**What you have to do:** All of the data needs to be printed again, exactly as written.
********
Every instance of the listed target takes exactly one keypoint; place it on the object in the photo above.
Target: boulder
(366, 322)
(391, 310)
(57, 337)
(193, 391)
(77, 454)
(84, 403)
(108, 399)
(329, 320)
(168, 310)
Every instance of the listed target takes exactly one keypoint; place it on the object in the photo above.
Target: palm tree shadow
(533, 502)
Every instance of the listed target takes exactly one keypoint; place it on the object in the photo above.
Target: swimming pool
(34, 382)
********
**Answer:**
Every instance of the listed target takes exactly one keypoint; place it on the object in the photo above.
Target: boulder
(366, 322)
(391, 310)
(57, 337)
(193, 391)
(77, 454)
(84, 403)
(108, 399)
(329, 320)
(168, 310)
Every instance of the listed target takes exactly one keypoint; place it on the object in the photo above.
Target: palm tree shadow
(533, 502)
Every instance of the listed target takes exactly one keypoint; place it on the object in the photo above.
Target: swimming pool
(34, 382)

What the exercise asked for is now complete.